**PROBLEM DESCRIPTION:** Each line from the opening of the records that follow to the line with "Target: london underground roundel sign" needs to be written out exactly. Add nothing.

**EXTRACTED RECORDS:**
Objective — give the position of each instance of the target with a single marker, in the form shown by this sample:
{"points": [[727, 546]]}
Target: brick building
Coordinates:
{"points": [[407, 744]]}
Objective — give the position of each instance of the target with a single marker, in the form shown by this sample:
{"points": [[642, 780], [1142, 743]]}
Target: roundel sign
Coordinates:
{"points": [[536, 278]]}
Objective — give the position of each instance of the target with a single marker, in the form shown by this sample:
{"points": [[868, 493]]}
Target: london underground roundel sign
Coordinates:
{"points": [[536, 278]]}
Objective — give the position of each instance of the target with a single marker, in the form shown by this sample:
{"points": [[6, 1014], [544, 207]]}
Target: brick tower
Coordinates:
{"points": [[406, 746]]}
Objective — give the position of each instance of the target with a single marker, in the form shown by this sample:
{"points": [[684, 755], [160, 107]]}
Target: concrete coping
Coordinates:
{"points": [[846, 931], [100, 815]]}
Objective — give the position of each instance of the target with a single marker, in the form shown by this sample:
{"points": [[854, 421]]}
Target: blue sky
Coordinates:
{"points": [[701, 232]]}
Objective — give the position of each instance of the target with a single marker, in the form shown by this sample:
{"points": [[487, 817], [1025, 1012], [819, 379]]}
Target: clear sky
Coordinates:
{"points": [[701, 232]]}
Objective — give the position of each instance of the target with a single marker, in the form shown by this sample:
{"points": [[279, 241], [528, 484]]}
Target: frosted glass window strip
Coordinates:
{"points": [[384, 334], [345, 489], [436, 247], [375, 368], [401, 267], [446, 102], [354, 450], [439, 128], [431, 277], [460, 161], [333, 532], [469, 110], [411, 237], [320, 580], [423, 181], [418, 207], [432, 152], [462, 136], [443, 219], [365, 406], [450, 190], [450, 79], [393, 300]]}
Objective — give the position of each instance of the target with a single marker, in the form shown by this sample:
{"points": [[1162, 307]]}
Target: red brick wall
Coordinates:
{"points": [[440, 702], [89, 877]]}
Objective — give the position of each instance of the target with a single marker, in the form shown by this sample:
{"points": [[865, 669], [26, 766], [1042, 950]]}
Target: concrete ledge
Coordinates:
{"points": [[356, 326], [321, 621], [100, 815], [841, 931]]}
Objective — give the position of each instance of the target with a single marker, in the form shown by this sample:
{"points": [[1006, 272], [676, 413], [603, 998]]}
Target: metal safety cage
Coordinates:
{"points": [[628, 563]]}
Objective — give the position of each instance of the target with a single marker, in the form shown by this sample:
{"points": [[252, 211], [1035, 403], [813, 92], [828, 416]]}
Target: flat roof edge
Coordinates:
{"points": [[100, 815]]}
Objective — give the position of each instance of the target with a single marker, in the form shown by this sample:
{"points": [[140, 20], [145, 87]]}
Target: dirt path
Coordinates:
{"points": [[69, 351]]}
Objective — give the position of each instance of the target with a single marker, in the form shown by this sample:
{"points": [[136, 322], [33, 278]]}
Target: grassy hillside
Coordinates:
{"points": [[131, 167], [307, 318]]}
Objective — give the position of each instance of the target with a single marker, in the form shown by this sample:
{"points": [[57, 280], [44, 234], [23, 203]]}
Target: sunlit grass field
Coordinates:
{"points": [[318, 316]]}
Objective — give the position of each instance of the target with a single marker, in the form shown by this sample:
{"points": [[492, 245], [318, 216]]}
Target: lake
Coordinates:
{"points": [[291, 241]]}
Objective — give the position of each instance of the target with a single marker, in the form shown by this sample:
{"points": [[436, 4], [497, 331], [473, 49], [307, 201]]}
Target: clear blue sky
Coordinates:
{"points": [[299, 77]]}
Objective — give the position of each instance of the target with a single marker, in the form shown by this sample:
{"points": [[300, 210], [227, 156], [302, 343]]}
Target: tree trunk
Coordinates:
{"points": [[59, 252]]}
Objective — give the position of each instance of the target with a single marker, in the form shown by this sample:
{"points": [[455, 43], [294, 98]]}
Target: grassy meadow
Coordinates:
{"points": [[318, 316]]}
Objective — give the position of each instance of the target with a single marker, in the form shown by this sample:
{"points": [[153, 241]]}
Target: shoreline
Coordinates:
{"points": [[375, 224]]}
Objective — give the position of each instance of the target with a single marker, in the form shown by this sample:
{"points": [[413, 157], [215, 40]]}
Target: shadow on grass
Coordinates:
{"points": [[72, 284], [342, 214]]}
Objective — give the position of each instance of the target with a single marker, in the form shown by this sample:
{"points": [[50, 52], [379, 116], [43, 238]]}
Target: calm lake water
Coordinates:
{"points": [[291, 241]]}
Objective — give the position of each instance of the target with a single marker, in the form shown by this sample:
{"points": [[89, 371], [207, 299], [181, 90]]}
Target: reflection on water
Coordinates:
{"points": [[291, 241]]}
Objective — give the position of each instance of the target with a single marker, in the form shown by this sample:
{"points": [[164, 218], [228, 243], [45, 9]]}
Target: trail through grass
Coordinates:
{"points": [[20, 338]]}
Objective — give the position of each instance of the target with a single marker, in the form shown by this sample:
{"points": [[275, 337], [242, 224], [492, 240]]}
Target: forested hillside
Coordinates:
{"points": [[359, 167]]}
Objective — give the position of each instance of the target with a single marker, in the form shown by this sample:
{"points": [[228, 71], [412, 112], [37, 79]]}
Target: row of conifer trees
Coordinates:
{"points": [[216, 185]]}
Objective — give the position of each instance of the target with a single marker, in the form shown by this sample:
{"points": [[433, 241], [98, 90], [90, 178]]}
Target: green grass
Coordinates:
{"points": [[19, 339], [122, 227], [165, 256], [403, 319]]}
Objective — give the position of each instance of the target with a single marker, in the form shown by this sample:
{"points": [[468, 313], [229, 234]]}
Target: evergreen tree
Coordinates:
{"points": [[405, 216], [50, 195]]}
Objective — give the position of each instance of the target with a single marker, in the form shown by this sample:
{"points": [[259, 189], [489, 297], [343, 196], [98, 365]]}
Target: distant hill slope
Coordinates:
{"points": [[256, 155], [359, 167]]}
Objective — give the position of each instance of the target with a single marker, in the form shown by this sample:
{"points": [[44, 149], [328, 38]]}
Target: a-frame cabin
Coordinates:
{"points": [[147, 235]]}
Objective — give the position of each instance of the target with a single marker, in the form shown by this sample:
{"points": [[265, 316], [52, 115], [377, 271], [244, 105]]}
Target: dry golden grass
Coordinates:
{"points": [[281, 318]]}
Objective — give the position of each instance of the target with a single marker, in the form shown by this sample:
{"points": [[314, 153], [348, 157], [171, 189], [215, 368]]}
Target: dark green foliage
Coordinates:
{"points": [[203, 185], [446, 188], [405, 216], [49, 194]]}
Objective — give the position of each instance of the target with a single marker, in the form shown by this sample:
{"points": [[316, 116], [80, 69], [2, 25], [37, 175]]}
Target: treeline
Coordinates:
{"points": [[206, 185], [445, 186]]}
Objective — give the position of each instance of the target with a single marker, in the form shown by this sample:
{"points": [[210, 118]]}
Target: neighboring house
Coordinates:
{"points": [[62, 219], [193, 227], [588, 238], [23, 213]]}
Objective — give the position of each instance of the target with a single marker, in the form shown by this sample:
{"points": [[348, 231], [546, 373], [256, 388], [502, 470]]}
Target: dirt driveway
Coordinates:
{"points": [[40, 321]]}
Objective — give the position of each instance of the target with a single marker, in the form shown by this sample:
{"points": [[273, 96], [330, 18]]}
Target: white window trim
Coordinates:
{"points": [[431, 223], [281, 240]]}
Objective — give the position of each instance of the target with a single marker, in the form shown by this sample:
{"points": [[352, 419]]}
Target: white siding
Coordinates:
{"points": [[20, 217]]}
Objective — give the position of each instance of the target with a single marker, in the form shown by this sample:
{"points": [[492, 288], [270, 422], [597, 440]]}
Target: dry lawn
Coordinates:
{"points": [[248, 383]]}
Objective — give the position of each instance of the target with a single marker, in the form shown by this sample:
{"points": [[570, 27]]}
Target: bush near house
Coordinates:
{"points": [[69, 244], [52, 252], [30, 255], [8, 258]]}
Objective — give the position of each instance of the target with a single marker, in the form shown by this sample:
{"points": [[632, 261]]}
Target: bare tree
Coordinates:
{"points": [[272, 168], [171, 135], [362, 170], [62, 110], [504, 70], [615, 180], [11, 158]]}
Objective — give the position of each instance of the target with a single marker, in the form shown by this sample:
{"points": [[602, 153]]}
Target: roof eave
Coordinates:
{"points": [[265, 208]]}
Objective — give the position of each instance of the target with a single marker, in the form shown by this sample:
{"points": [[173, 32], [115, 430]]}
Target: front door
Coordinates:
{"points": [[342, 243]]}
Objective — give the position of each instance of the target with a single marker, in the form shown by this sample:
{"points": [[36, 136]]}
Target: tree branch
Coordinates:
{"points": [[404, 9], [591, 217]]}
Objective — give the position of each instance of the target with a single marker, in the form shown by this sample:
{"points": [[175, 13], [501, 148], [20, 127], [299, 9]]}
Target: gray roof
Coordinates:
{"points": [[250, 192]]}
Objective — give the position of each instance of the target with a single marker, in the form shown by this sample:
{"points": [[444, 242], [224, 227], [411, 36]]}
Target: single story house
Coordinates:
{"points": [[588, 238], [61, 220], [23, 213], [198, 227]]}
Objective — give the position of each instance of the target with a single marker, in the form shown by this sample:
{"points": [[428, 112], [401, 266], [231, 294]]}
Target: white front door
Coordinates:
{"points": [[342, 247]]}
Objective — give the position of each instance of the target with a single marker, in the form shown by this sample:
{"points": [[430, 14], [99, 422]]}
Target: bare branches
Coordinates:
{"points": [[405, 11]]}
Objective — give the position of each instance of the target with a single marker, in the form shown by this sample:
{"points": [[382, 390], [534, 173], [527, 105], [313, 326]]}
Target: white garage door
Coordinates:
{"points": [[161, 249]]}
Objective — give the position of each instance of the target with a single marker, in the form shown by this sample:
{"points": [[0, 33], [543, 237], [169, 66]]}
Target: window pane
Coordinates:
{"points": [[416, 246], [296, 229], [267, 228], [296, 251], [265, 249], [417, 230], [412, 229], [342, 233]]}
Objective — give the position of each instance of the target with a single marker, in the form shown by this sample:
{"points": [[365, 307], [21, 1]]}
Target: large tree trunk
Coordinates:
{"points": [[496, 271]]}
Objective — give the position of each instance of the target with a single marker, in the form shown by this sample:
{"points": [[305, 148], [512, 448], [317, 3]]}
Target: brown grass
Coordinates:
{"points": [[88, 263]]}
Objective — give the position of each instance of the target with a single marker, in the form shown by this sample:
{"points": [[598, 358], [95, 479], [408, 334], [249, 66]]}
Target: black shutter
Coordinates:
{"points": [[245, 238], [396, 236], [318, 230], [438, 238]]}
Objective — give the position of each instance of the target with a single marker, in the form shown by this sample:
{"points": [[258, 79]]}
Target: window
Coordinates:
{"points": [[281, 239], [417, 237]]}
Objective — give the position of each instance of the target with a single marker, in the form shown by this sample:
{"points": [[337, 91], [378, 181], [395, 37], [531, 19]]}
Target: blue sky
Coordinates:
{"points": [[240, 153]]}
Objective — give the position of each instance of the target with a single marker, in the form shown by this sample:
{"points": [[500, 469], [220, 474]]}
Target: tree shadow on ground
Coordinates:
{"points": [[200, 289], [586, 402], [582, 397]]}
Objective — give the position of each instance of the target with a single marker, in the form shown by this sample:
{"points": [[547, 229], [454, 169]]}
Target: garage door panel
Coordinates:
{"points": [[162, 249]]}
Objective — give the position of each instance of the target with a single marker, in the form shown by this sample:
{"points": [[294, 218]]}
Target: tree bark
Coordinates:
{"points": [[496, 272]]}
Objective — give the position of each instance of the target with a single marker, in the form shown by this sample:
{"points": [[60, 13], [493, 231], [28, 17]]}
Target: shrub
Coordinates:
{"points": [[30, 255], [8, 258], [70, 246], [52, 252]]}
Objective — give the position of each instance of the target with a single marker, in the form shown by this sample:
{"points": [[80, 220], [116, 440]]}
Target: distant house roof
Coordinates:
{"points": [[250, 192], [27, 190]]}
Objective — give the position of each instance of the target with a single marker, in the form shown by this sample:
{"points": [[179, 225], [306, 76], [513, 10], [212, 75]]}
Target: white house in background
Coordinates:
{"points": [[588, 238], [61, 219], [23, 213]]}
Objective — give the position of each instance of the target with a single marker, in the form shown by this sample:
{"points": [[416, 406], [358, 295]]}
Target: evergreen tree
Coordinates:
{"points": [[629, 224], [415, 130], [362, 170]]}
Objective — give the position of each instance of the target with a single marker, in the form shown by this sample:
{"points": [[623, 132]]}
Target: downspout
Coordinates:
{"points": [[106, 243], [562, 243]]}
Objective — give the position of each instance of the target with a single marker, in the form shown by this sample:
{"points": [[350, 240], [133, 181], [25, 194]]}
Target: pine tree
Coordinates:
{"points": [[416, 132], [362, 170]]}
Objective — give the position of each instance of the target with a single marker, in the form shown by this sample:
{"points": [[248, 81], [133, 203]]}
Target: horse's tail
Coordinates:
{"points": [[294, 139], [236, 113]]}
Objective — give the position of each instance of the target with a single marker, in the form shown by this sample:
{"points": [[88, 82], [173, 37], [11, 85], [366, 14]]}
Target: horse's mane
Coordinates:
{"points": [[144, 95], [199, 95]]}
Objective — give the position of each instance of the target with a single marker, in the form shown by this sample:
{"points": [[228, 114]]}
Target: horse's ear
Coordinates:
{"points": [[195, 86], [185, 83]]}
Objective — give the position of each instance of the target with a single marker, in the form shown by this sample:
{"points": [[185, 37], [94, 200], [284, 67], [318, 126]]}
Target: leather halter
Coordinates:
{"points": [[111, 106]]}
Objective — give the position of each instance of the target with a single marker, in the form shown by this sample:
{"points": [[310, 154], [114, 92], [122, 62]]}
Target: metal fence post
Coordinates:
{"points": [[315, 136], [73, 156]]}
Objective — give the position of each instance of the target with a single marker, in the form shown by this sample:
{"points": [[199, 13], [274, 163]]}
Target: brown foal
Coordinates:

**REPLY TO THE EXERCISE:**
Objective — give the position of each instance of the target with a single marker, in the form shown by this sample:
{"points": [[727, 546]]}
Target: brick building
Coordinates:
{"points": [[407, 744]]}
Objective — give the position of each instance of the target with a single marker, in the form shown by this sample:
{"points": [[642, 780], [1142, 743]]}
Target: roundel sign
Coordinates:
{"points": [[536, 278]]}
Objective — give the position of each instance of the target with a single marker, in the form shown by this sample:
{"points": [[868, 493]]}
Target: london underground roundel sign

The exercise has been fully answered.